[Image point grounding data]
+---+
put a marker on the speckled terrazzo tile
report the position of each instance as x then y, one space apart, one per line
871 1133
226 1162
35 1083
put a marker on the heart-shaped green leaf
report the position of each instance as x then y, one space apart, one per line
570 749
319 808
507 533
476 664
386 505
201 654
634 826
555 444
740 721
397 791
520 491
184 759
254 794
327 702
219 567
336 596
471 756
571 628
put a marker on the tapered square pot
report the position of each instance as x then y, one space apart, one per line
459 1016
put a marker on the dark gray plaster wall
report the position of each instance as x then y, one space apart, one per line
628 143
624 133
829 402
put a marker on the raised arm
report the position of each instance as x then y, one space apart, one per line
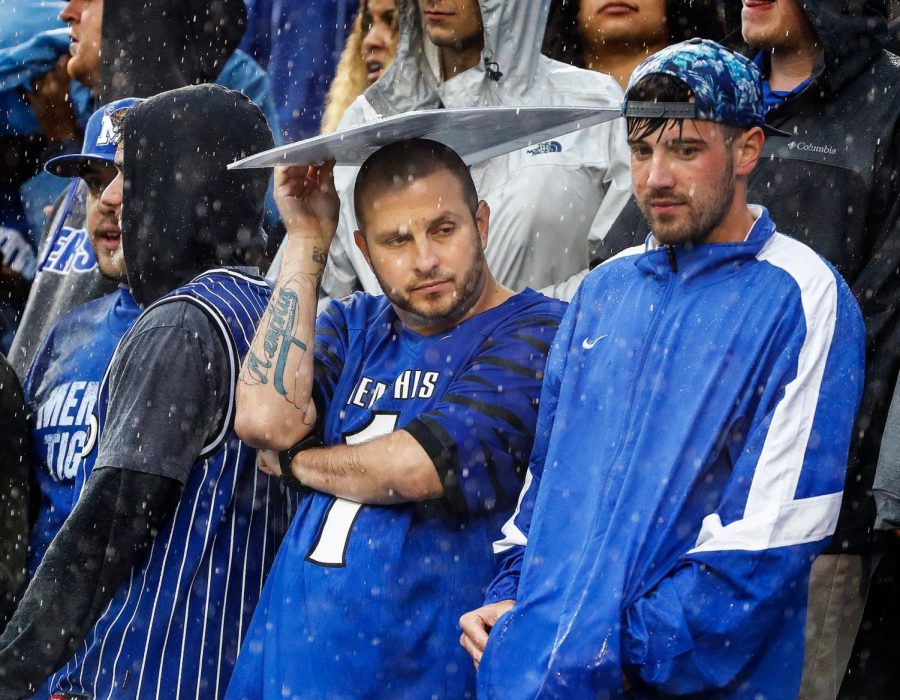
274 394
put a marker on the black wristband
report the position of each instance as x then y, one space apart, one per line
287 456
+---+
### [PROBLEM DESCRIPTION]
No pictures belong in the output. It should reproduce exactly the lines from the one containing "put a marker on the raised arm" through the end of the data, both ends included.

### [SOLUTION TO THE EXERCISE]
put a marker on the raised arm
report the position of each instance as x then y, one space apart, one per line
274 394
put a marker on the black wristband
report the position of each instance as x then y, one space apart, one per line
287 456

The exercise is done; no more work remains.